*Extracted information*
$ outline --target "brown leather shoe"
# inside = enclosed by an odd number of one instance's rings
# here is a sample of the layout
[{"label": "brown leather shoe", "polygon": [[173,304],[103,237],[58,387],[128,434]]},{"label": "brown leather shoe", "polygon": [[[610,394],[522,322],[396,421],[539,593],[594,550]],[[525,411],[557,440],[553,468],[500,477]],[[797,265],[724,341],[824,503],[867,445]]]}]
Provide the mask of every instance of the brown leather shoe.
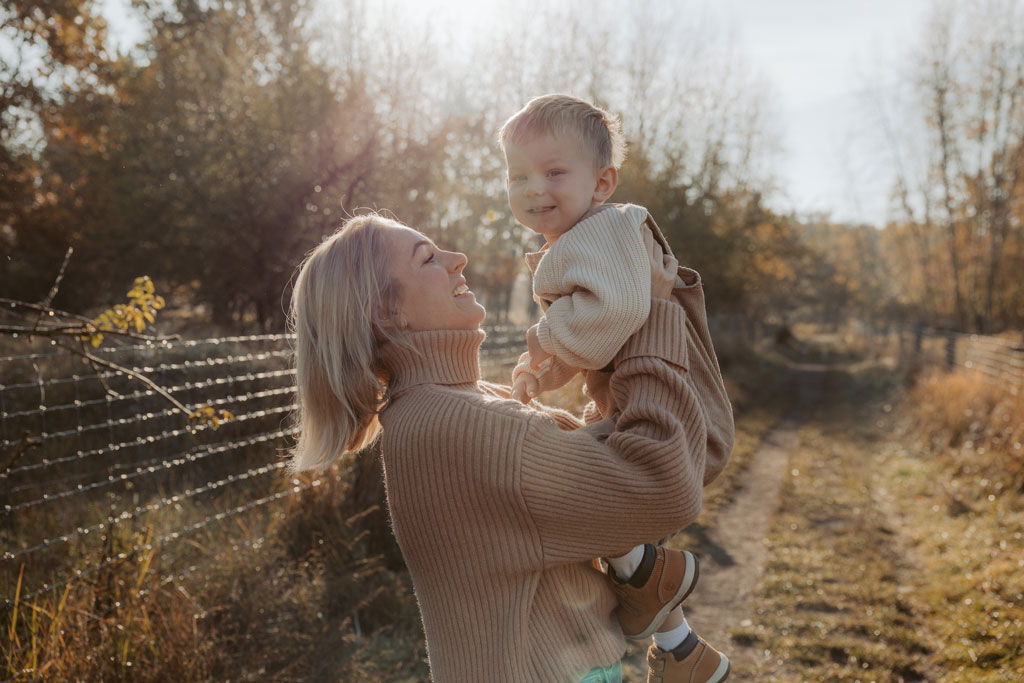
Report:
[{"label": "brown leather shoe", "polygon": [[728,677],[729,660],[693,631],[672,652],[653,643],[647,650],[647,683],[718,683]]},{"label": "brown leather shoe", "polygon": [[615,611],[627,638],[644,640],[658,630],[672,609],[686,599],[697,585],[700,570],[697,558],[685,550],[648,545],[654,552],[654,565],[643,586],[620,582],[609,571],[609,582],[619,607]]}]

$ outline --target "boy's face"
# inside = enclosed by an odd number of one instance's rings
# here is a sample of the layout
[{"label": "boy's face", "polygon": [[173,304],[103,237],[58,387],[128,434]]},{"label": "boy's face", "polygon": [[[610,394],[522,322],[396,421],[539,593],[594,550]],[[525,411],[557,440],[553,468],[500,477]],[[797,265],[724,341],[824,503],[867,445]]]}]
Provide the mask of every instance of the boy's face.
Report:
[{"label": "boy's face", "polygon": [[597,168],[571,136],[533,135],[505,145],[508,203],[516,220],[548,242],[574,226],[615,189],[615,169]]}]

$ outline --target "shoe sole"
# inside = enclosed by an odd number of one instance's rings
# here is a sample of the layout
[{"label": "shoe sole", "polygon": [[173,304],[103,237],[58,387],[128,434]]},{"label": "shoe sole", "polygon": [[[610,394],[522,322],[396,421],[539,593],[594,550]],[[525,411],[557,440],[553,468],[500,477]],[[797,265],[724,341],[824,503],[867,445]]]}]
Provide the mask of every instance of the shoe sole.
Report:
[{"label": "shoe sole", "polygon": [[[654,619],[648,624],[647,628],[637,634],[625,634],[630,640],[646,640],[653,636],[654,632],[665,623],[668,613],[682,604],[683,600],[686,600],[697,586],[697,579],[700,578],[700,562],[697,560],[697,556],[690,551],[683,550],[682,553],[686,556],[686,573],[683,574],[683,580],[679,583],[676,594],[654,615]],[[726,662],[726,667],[728,667],[728,661]],[[726,675],[728,675],[728,669],[726,670]]]},{"label": "shoe sole", "polygon": [[722,661],[718,663],[718,668],[715,669],[715,673],[711,674],[711,678],[707,680],[707,683],[719,683],[729,677],[729,671],[732,667],[729,666],[729,660],[725,655],[721,655]]}]

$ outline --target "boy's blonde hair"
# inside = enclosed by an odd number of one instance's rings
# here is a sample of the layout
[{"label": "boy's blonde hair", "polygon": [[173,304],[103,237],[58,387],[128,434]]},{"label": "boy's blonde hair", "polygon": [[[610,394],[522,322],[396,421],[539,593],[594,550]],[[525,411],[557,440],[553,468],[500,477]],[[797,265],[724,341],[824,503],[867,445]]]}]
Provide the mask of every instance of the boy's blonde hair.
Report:
[{"label": "boy's blonde hair", "polygon": [[400,225],[376,214],[350,218],[299,268],[288,316],[298,399],[294,470],[323,470],[380,430],[387,373],[379,350],[403,343],[400,326],[382,324],[401,295],[385,229]]},{"label": "boy's blonde hair", "polygon": [[527,102],[498,131],[498,144],[504,150],[509,142],[542,133],[575,136],[594,155],[598,168],[618,169],[626,159],[626,141],[619,118],[590,102],[561,93],[541,95]]}]

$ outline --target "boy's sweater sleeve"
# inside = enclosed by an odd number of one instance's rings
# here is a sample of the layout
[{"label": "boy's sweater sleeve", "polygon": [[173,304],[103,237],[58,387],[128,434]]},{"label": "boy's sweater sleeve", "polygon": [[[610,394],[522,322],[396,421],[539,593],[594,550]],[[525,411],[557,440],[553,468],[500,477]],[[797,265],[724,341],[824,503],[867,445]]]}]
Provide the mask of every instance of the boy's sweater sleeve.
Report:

*Assignment*
Report how many lines in the material above include "sweater", and give no other words.

*Task output*
3